→ **PAGE EXCERPT**:
01:07 Wed Oct 24 2012
AAP

Plans to charge licensing fees for brothels in NSW would force many sex workers underground and prevent them from accessing health and welfare services, says the Australian author of a United Nations report.

Human rights lawyer John Godwin's UN report backs the decriminalisation of the sex industry in Asia.

And he says the NSW government's plans to create a brothel licensing authority and charge licensing fees undermines a policy that has been largely successful since its introduction in 1995.

"We currently have a decriminalised sex industry in NSW that has proven to be very successful in terms of both HIV prevention and ensuring a safe and healthy work place for sex workers," Mr Godwin told AAP.

"The licensing systems in the other states have not been evaluated as being highly effective in terms of public health outcomes," he said after the report's launch in Bangkok.

Mr Godwin says the weaknesses of a licensing system are that "it only catches a very small proportion of the industry and the vast majority of sex workers operate outside of licensed establishments".

"Whereas there might be some health benefit for those who are working in the licensed establishments, those who are not are alienated from mainstream services and driven more underground in terms of accessing health and welfare services," he said.

The 226-page UN Development Program report, Sex Work and the Law, calls for decriminalisation of prostitution in Asia, and points to the decriminalisation policy in New Zealand and NSW as enabling sex workers adequate access to services in preventing the spread of the AIDS virus.

The report said the two jurisdictions' approaches indicated that "defining sex work as legitimate labour empowers sex workers, increases their access to HIV and sexual health services associated with very high condom use rates".

"Very low STI (sexually transmitted infection) prevalence has been maintained among sex workers in New Zealand and NSW, and HIV transmission within the context of sex work is understood to be extremely low or non-existent," the report said.

Mr Godwin said it was important to treat the sex industry like any other industry in terms of workplace, occupational health and safety standards.

Instead of a highly bureaucratic and heavy handed licensing system monitoring premises or individual sex workers' there should be application of general and workplace laws as well as zoning requirements for any business, he said.

Tracey Tully, the spokeswoman for the Asia-Pacific Network of Sex Workers, says the NSW policy has been promoted as a model of best practice.

Ms Tully said the policy offers "the most enabling environment legally, in terms of HIV prevention - particularly from key affected populations, which is where the most effective interventions come from".

In Victoria, under a licensed system, operators pay about $A4300 to apply for a brothel licence and $A2500 to renew it. Health workers say the process acts a deterrent for most operators being licensed.

→ **INFORMATION**:
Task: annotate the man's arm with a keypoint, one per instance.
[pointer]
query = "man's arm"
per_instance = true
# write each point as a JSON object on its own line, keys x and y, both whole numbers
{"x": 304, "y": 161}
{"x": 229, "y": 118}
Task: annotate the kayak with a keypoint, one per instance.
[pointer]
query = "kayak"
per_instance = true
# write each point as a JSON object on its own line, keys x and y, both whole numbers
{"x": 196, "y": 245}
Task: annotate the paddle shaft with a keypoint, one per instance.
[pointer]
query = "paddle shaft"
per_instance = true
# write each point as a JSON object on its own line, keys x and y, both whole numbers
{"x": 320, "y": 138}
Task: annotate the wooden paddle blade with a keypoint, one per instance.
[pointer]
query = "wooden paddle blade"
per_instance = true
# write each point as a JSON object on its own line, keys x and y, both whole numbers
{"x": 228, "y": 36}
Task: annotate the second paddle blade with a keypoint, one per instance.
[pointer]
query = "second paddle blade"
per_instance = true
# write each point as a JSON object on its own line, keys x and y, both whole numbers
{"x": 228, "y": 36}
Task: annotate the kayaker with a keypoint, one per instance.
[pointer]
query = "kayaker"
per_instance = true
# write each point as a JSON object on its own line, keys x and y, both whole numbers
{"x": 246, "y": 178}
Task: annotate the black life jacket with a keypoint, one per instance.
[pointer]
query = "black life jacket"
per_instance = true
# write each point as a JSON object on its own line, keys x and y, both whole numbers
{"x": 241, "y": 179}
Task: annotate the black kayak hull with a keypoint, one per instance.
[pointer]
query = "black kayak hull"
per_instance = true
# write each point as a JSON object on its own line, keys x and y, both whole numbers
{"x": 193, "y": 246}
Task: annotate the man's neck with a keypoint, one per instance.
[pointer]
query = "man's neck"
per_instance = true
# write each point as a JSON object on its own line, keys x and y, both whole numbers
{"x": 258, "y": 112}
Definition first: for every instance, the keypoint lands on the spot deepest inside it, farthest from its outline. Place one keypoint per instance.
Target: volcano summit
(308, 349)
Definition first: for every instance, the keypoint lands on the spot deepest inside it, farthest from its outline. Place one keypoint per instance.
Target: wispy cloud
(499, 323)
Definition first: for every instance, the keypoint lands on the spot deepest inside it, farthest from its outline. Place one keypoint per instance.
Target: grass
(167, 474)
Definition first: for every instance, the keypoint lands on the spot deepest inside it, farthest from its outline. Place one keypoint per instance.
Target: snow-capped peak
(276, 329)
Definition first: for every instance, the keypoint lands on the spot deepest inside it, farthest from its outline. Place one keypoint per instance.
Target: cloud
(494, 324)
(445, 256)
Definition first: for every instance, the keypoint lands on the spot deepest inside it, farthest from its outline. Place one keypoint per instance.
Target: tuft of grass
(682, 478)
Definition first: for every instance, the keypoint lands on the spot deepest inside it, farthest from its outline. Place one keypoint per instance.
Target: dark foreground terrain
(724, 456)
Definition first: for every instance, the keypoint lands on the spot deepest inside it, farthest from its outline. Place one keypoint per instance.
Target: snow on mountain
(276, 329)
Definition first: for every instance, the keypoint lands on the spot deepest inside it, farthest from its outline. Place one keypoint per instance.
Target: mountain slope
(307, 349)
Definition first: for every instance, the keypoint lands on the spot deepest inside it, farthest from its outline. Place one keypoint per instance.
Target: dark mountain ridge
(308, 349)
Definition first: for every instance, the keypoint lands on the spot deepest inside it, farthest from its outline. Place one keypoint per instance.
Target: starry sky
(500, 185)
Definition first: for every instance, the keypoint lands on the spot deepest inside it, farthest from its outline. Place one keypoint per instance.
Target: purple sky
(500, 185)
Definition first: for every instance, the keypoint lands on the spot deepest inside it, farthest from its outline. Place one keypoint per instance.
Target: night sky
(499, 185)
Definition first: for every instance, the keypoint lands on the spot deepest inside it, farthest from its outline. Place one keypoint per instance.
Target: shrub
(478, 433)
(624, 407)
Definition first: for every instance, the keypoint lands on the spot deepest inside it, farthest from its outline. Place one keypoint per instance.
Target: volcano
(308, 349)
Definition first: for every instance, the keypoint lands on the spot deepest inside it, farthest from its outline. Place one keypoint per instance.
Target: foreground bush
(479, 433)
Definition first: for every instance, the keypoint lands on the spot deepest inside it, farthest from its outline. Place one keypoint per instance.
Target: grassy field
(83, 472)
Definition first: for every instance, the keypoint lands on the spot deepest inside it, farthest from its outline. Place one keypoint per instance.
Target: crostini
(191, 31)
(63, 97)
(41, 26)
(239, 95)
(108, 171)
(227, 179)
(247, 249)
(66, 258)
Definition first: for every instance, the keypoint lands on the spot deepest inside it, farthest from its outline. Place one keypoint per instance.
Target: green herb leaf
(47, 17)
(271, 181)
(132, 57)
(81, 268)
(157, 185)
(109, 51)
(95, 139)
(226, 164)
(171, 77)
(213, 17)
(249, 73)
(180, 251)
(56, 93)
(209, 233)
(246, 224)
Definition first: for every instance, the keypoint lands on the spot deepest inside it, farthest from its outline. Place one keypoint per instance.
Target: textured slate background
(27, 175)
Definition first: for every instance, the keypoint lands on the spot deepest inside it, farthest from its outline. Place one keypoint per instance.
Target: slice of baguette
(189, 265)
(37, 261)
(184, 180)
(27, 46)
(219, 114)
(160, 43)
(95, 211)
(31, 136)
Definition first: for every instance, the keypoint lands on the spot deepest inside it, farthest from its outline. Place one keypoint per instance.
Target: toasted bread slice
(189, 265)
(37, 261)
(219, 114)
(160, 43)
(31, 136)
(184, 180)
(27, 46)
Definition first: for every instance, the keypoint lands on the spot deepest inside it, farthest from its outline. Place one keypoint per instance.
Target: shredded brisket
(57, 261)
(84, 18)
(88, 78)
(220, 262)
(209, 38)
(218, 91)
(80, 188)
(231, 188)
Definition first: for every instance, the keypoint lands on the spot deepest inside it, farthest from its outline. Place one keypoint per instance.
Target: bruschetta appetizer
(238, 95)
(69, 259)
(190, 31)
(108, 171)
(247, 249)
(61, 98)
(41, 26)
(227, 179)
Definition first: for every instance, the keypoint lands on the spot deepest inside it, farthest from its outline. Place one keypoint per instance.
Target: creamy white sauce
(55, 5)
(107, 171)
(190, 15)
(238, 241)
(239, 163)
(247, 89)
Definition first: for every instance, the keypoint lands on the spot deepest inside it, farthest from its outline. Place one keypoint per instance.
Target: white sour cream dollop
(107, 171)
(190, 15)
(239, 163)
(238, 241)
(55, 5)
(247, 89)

→ **EXERCISE REQUIREMENTS**:
1. In the article on NSW brothel licensing, about how much do operators in Victoria pay to apply for a brothel licence?
2. Decide whether each statement agrees with the article on NSW brothel licensing, and quote the words that settle it.
(a) The decriminalisation policy in NSW was introduced in 1995.
(b) The UN report was launched in Sydney.
(c) The UN report runs to more than 300 pages.

→ **LIST OF SOLUTIONS**:
1. About $A4300.

2.
(a) Yes: "a policy that has been largely successful since its introduction in 1995"
(b) No: "he said after the report's launch in Bangkok"
(c) No: "The 226-page UN Development Program report"